▶ **Trecho para revisão**:

Clarice Lispector (1920-1977) foi um espírito dos mais invulgarmente caudalosos no corpo de uma mulher comum. As caminhadas da escritora pela orla do Leme de um Rio de Janeiro já sepulto nesse imenso cadáver que não para de procriar chamado Brasil tiveram sua grande medida de responsabilidade nas iluminações tenebrosas com que Clarice, essa alma essencialmente sombria (mas que gostava de sol), terminava de arrasar com suscetibilidades hipócritas da gente sabida de seu tempo. Publicado em dezembro de 1943, dezesseis anos antes da ida de Clarice para a Zona Sul carioca — para onde fora levada quando decidira se separar do marido —, “Perto do Coração Selvagem”, o romance inaugural da prolífica carreira de Clarice, escrutina as primeiras descobertas de Joana, muitas, claro, ligadas à paixão e ao sentimento amoroso mais elaborado, e à medida que o livro se agiganta e Joana torna-se mulher, o leitor percebe quão ingênua, quiçá tola, era a protagonista.

Entradas de dados armazenadas
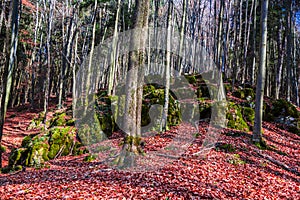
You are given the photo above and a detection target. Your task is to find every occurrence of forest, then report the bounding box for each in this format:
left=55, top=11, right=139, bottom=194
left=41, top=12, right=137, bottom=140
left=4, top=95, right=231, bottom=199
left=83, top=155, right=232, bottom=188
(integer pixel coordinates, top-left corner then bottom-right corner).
left=0, top=0, right=300, bottom=200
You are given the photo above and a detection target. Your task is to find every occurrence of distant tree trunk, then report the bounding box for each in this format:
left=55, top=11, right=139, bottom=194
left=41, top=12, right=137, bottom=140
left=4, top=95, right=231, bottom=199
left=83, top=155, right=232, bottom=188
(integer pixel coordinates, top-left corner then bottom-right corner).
left=286, top=0, right=293, bottom=101
left=107, top=0, right=121, bottom=95
left=0, top=0, right=19, bottom=168
left=250, top=0, right=257, bottom=85
left=116, top=0, right=149, bottom=167
left=160, top=1, right=173, bottom=131
left=177, top=0, right=188, bottom=76
left=275, top=20, right=285, bottom=99
left=252, top=0, right=269, bottom=142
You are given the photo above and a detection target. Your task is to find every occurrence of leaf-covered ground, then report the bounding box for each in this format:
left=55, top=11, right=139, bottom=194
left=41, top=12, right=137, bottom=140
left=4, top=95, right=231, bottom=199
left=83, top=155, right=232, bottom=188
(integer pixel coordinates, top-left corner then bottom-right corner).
left=0, top=102, right=300, bottom=199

▶ **Tarefa**: Dê sequência ao trecho sobre Clarice Lispector, começando logo após a última frase.

▶ **Resultado do exercício**:
O que dizer de um livro que começa a ser escrito em 1910, tem a primeira parte publicada em 1930, a segunda somente dois anos depois e resta inacabado, por causa da morte repentina do autor? Se você vencer o preconceito e esquecer os comentários maldosos — e ligeiros — sobre ele, vai dizer muita coisa. “O Homem sem Qualidades” talvez seja o romance mais hermético, mais sui generis, mais filosófico e mais poético jamais publicado, e sobram ironias finas neste curto período. É um livro cheio de intenções, de pretensões, mas, ao mesmo tempo, não quer dizer nada — tomando-se o não querer dizer no sentido de deixar ao leitor compreendê-lo da forma como melhor lhe aprouver. Ulrich, 32 anos, o protagonista desse Bildungsroman, desse romance ensaístico, ou romance de construção — enquadrar o livro numa categoria só rendeu um caminhão de teses de mestrado e doutorado, muitas delas confusas. Ulrich era um homem que não conseguia se ajustar na sociedade em que vivia. Tentou a carreira militar: desistiu; imaginou que a engenharia lhe poderia trazer alento para uma vida sem sentido e também teve de abdicar desse propósito, por ser a engenharia teórica demais; por fim, é vencido pela matemática, com a qual também não se realiza, por ser este um campo demasiado duro e completamente avesso a subjetividades. Ulrich é um homem sem qualidades num mundo de qualidades sem homens para vivê-las, ou seja, ele estaria no lugar certo, mas é honrado demais para reconhecer-se inútil num mundo em que objetividade é o fundamento maior para se desfrutar de uma vida plena.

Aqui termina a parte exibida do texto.